STAT 408: Week 5

2/15/2022

R Programming Style

R Style Guide

While there is not universal agreement on programming style, there are two good examples:

Hadley Wickham’s Style Guide: http://adv-r.had.co.nz/Style.html
Google R Style Guide: https://google.github.io/styleguide/Rguide.xml, which presents different options from Wickham’s guide.

Notation and Naming

File Names: File names should end in .R (script file) or .Rmd (R Markdown file) and be concise yet meaningful.

Good: predict_ad_revenue.R
Bad: foo.r

Notation and Naming

Identifiers: Don’t use hyphens or spaces in identifiers (or dots when naming functions).

Tidyverse prefers “snake case”: all lower case letters with words separated with underscores (variable_name)
Google prefers “camel case”: VariableName
Variable names should be nouns and function names should be verbs
Avoid the names of existing functions!

x <- 1:10
mean <- sum(x) # oh no!

Syntax

Assignment:
- Use <- not = for assignment
Spacing:
- Place spaces around all operators (==, +, ...) and assignment (<-)
- Do not place a space before a comma, but always place one after a comma
- Place a space before left parenthesis, except in a function call

Pipes

Use %>% to emphasize a sequence of actions, rather than the object that the actions are being performed on.

Avoid using the pipe when:

You need to manipulate more than one object at a time. Reserve pipes for a sequence of steps applied to one primary object.
There are meaningful intermediate objects that could be given informative names.

Exercise directions: Return the span of the R style notes above that runs from "Avoid using the" up to and including "given informative names.", copied word for word.

Excerpted records:
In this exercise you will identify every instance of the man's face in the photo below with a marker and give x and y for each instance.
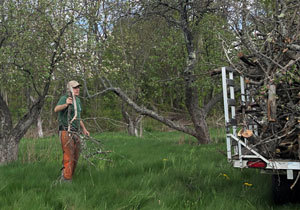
(76, 91)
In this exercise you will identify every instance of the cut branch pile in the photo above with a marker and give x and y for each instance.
(273, 110)
(269, 55)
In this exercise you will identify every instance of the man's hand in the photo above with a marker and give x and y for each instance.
(69, 101)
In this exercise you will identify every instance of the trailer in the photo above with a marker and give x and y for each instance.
(242, 152)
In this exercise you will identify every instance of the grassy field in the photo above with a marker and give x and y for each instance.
(158, 171)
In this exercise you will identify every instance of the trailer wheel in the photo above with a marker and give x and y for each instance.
(281, 189)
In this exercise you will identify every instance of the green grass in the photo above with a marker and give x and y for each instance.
(158, 171)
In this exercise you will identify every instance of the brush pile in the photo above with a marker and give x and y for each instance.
(272, 111)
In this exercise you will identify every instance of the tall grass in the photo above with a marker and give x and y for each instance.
(159, 171)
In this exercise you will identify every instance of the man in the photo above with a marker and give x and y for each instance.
(69, 126)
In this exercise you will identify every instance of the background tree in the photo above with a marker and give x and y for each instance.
(33, 45)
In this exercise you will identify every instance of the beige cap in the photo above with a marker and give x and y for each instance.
(73, 84)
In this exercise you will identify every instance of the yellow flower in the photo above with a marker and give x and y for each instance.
(248, 184)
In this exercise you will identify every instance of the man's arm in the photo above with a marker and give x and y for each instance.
(85, 131)
(59, 108)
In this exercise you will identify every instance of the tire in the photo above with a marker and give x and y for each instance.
(281, 190)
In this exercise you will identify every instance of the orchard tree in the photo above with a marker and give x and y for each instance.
(186, 17)
(33, 45)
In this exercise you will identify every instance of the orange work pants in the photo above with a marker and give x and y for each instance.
(71, 151)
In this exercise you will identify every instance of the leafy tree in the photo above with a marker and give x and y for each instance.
(33, 45)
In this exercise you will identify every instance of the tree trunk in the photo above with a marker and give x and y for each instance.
(133, 122)
(40, 127)
(8, 150)
(191, 92)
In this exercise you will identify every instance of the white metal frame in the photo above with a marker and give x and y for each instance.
(235, 144)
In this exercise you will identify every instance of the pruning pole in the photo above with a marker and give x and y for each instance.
(69, 109)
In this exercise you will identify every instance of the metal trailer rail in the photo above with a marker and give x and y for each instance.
(239, 151)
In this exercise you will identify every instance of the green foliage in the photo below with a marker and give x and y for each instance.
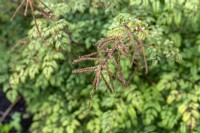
(14, 124)
(40, 68)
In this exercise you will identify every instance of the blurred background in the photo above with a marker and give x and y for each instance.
(40, 94)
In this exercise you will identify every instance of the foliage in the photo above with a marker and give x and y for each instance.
(14, 124)
(39, 67)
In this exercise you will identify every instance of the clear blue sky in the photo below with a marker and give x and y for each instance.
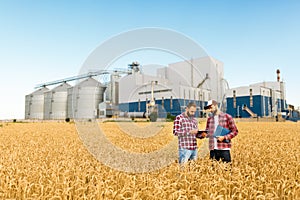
(42, 41)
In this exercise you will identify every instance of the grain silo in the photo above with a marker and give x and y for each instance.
(34, 104)
(55, 106)
(84, 98)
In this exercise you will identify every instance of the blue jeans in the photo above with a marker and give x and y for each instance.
(186, 155)
(223, 155)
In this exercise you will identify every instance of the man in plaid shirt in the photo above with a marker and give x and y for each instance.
(219, 147)
(186, 128)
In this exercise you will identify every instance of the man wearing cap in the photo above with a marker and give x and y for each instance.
(186, 128)
(219, 147)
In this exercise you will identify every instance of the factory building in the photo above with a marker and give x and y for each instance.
(173, 87)
(132, 93)
(265, 99)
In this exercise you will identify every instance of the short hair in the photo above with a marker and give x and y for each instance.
(191, 104)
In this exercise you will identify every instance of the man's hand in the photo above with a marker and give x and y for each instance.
(221, 138)
(203, 134)
(195, 131)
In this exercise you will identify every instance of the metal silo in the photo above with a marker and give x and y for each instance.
(84, 98)
(55, 106)
(34, 104)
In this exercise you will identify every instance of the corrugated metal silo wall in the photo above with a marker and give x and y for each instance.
(35, 108)
(55, 105)
(83, 101)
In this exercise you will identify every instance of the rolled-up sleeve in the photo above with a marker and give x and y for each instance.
(177, 129)
(232, 127)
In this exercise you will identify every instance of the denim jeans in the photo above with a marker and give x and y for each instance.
(186, 155)
(223, 155)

Answer to the problem:
Avoid using the pipe when:

You need to manipulate more than one object at a time. Reserve pipes for a sequence of steps applied to one primary object.
There are meaningful intermediate objects that could be given informative names.